** Übungsaufgaben **
1. An welchem Datum will das Vereinigte Königreich laut dem Text über die Brexit-Strategie die Europäische Union verlassen?
2. Wiederholen Sie aus dem Text über die Brexit-Strategie wortgetreu den Abschnitt von "Diese Modelle wie" bis "und John Nash.".

** Textauszug **
- - -

Der Mathematikprofessor der City, University of London, Professor Mark Broom, analysiert die britische Brexit-Strategie anhand von spieltheoretischen Szenarien.
Während sich das Vereinigte Königreich darauf vorbereitet, die Europäische Union am 31. Oktober zu verlassen, präsentieren sich mehrere theoretische Modelle als Szenarien, mit denen Gegenparteien konfrontiert sind – darunter die britische Regierung, die Europäische Kommission, die "Remain"- und die "Brexit"-Anhänger, um die wichtigsten zu nennen.
Diese Modelle wie das Falke-Taube-Spiel (Hawk-Dove-Game), Feiglingsspiel (Game of Chicken) und die Tragik der Allmende (Tragedy of the Commons) gehören zu den am weitesten verbreiteten in der Spieltheorie, der Strategiewissenschaft oder der optimalen Entscheidungsfindung unabhängiger und konkurrierender Akteure, entwickelt von führenden Forschern wie John von Neumann und John Nash.

- - -

** Datensatzeinträge **
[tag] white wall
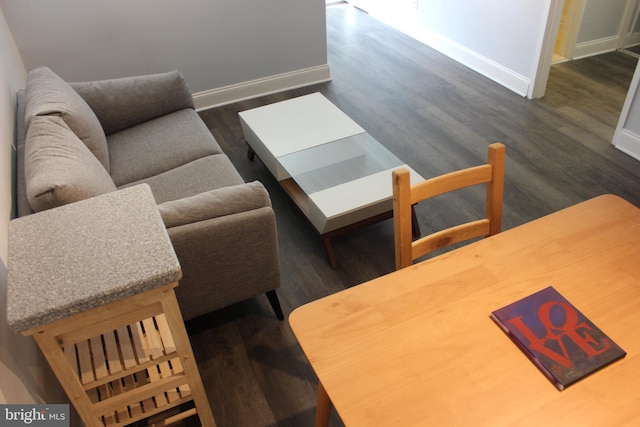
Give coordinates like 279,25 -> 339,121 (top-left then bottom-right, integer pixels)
0,0 -> 329,108
613,62 -> 640,160
369,0 -> 551,96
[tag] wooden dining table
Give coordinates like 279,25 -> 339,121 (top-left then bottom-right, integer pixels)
289,195 -> 640,427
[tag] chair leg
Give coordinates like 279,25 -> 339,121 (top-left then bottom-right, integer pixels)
411,205 -> 421,239
266,291 -> 284,320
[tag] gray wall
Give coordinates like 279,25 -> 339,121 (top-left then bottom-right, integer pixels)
576,0 -> 627,43
0,0 -> 327,106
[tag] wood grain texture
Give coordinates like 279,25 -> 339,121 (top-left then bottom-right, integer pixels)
187,6 -> 640,427
290,195 -> 640,427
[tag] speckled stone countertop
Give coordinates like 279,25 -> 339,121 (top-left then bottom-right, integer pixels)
7,184 -> 182,332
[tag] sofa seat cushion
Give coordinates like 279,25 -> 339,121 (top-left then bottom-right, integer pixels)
107,108 -> 222,186
123,154 -> 244,204
25,67 -> 110,171
25,116 -> 116,212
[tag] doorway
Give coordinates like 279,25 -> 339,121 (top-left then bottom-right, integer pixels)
551,0 -> 584,64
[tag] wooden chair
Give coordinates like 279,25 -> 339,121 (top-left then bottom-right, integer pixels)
393,142 -> 505,270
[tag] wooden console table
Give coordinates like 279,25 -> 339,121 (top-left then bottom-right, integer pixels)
7,185 -> 215,426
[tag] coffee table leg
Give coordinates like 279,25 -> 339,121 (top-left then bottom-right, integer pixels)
322,234 -> 338,269
316,382 -> 331,427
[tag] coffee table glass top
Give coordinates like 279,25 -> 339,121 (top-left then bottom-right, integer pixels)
278,132 -> 403,194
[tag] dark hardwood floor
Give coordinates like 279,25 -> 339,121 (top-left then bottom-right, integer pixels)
187,6 -> 640,427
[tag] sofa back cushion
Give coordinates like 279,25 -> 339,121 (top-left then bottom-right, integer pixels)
24,115 -> 116,212
25,67 -> 110,172
69,70 -> 194,135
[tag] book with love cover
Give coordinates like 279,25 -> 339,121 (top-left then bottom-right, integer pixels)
491,286 -> 626,390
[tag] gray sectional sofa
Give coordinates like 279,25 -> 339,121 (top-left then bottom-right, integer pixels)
14,67 -> 283,319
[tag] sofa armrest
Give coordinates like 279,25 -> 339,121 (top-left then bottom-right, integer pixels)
70,70 -> 194,135
158,181 -> 271,228
158,181 -> 281,320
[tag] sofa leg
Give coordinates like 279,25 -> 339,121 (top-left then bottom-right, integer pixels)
267,291 -> 284,320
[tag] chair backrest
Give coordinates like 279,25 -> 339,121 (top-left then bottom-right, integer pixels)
393,142 -> 505,270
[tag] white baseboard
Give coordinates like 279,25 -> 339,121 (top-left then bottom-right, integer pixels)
571,36 -> 618,59
193,64 -> 331,111
613,129 -> 640,160
372,13 -> 531,96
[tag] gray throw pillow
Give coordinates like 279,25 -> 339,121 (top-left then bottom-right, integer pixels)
25,67 -> 110,172
25,116 -> 116,212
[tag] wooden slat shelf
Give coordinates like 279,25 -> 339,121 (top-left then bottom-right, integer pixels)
25,287 -> 215,427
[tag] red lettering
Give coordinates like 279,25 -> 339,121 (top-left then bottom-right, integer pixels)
508,316 -> 573,368
507,301 -> 612,368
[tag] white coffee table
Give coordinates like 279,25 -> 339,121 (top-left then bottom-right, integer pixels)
239,93 -> 423,268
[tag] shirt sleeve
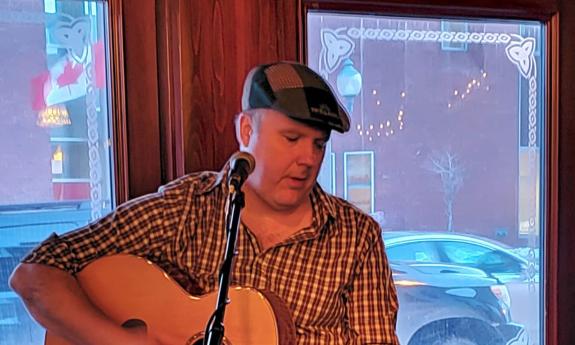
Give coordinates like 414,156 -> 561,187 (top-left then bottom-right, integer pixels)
348,222 -> 399,345
22,193 -> 170,274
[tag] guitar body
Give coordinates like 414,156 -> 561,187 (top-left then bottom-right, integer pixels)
45,255 -> 295,345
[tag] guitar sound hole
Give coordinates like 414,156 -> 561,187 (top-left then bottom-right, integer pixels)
122,319 -> 148,330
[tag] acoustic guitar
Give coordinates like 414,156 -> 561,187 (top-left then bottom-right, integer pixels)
45,255 -> 295,345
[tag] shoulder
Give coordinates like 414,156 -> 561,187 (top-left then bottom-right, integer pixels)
116,171 -> 224,214
158,171 -> 222,197
319,190 -> 381,242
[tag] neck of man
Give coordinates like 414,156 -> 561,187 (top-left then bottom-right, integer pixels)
241,186 -> 313,250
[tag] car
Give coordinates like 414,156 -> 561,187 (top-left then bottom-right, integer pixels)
396,261 -> 531,345
383,231 -> 541,345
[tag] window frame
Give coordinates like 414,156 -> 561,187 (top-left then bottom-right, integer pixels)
297,0 -> 560,345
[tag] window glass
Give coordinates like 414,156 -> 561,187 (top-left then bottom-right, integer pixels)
0,0 -> 114,345
305,10 -> 546,345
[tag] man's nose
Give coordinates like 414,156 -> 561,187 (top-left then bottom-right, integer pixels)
298,142 -> 319,166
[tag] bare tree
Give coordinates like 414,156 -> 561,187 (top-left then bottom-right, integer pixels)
424,150 -> 465,232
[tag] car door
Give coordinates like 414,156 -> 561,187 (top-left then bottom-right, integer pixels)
437,241 -> 540,342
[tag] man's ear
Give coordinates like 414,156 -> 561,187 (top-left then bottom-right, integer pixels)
236,112 -> 253,150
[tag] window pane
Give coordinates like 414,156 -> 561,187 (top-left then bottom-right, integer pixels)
306,11 -> 545,344
0,0 -> 114,345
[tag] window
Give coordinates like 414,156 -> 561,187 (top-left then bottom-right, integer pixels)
0,0 -> 114,345
386,242 -> 441,262
303,9 -> 547,345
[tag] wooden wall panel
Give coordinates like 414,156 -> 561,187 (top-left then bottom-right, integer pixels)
122,0 -> 162,199
560,0 -> 575,345
159,0 -> 297,172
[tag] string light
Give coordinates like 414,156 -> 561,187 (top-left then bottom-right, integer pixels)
356,89 -> 410,142
447,69 -> 489,109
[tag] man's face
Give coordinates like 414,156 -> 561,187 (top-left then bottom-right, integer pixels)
240,109 -> 329,211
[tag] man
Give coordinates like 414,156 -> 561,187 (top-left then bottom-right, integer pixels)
11,62 -> 398,345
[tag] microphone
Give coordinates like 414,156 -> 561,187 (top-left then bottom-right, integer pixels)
228,151 -> 256,193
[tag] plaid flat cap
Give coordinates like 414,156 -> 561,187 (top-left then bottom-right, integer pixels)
242,61 -> 349,133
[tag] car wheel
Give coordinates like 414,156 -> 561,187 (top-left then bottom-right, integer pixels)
431,336 -> 478,345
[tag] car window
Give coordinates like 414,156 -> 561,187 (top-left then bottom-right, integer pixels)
440,241 -> 521,273
386,242 -> 439,262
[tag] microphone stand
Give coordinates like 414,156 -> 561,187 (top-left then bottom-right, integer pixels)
203,181 -> 245,345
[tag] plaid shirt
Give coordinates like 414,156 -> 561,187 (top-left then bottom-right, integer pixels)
23,163 -> 399,345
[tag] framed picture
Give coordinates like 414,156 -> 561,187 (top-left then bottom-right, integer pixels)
343,151 -> 375,213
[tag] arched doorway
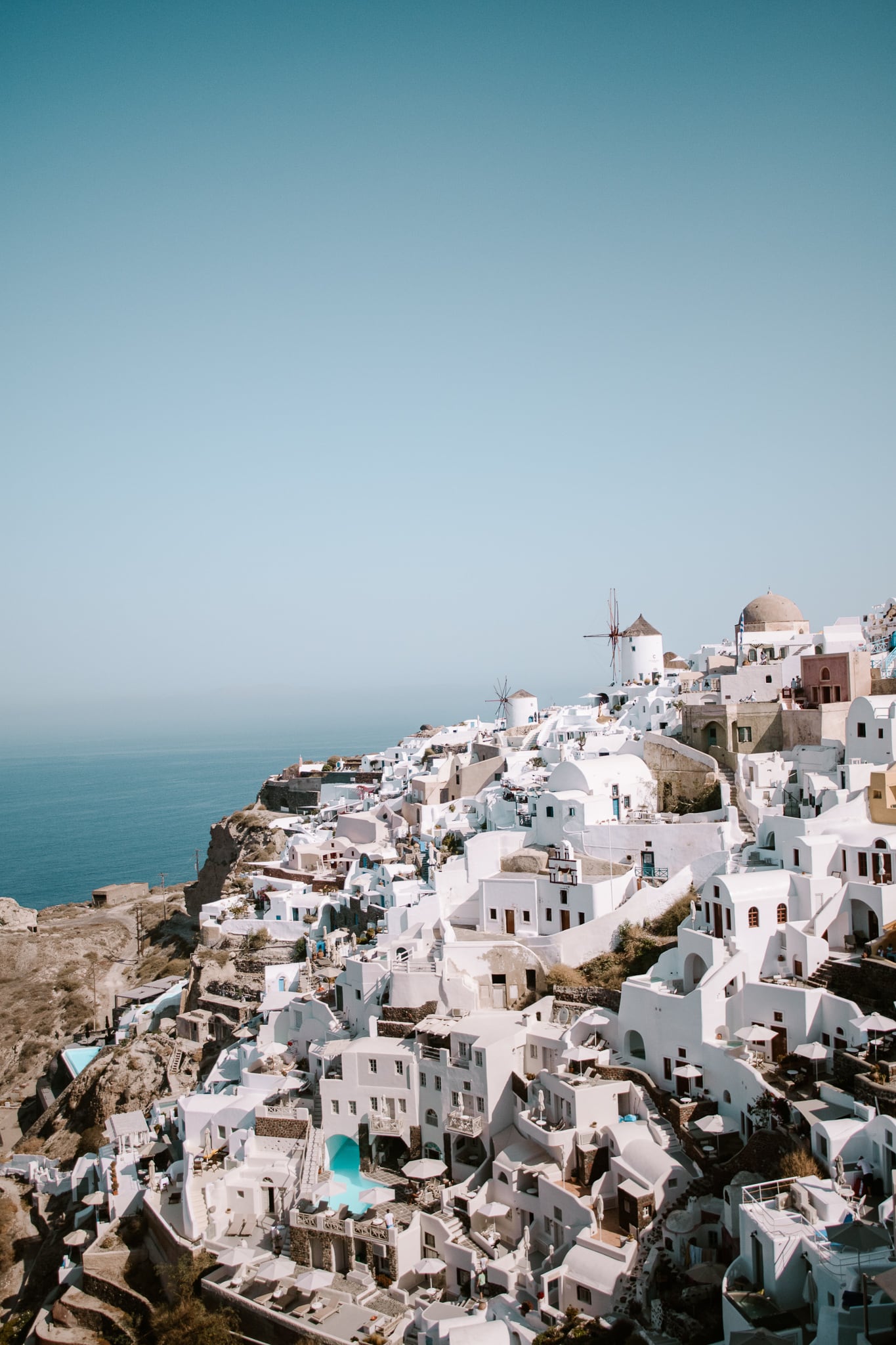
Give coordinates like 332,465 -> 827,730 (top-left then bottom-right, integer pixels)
625,1028 -> 647,1060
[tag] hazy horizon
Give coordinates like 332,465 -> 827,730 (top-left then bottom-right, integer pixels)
0,0 -> 896,751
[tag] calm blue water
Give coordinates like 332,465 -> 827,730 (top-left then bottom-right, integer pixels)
326,1136 -> 383,1214
62,1046 -> 99,1077
0,725 -> 408,909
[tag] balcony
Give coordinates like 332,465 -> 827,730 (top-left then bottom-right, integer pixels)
444,1111 -> 482,1138
370,1111 -> 404,1136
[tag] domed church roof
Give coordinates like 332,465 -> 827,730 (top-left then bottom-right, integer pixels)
743,590 -> 806,631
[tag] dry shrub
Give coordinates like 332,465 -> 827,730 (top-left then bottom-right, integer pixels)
778,1145 -> 825,1177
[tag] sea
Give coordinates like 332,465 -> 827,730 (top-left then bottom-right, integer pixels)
0,721 -> 415,909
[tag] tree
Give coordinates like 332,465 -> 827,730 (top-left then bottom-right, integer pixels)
152,1252 -> 239,1345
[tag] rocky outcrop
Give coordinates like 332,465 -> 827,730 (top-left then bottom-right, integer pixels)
184,806 -> 286,921
15,1033 -> 171,1159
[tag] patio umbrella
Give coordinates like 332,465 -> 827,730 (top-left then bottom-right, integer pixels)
295,1269 -> 333,1294
694,1113 -> 740,1157
828,1218 -> 891,1255
685,1262 -> 727,1285
794,1041 -> 828,1078
357,1186 -> 395,1205
414,1256 -> 444,1275
402,1158 -> 447,1181
735,1022 -> 778,1046
870,1269 -> 896,1304
255,1256 -> 295,1283
849,1013 -> 896,1055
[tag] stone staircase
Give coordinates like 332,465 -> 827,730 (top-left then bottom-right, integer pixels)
719,762 -> 756,850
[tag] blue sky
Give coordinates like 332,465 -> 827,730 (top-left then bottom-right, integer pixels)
0,0 -> 896,737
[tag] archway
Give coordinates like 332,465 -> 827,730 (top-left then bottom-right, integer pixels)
624,1028 -> 647,1060
684,952 -> 706,994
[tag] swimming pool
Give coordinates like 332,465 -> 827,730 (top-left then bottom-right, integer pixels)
326,1136 -> 384,1214
62,1046 -> 99,1078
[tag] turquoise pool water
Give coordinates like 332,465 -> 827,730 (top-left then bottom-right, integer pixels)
326,1136 -> 384,1214
62,1046 -> 99,1078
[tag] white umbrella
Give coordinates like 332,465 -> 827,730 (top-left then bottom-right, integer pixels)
735,1022 -> 778,1045
414,1256 -> 444,1275
255,1256 -> 295,1283
849,1013 -> 896,1050
794,1041 -> 828,1078
694,1113 -> 740,1136
402,1158 -> 447,1181
357,1186 -> 395,1205
295,1269 -> 333,1294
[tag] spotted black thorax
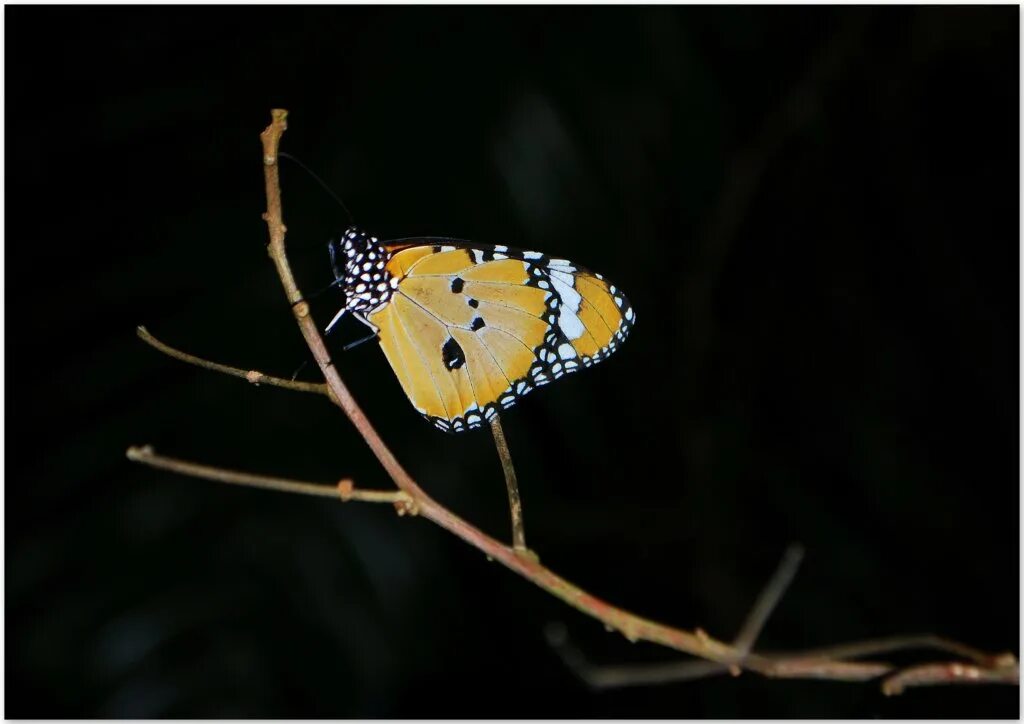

- - -

** Lösungen **
1. Am 31. Oktober.

2.
Diese Modelle wie das Falke-Taube-Spiel (Hawk-Dove-Game), Feiglingsspiel (Game of Chicken) und die Tragik der Allmende (Tragedy of the Commons) gehören zu den am weitesten verbreiteten in der Spieltheorie, der Strategiewissenschaft oder der optimalen Entscheidungsfindung unabhängiger und konkurrierender Akteure, entwickelt von führenden Forschern wie John von Neumann und John Nash.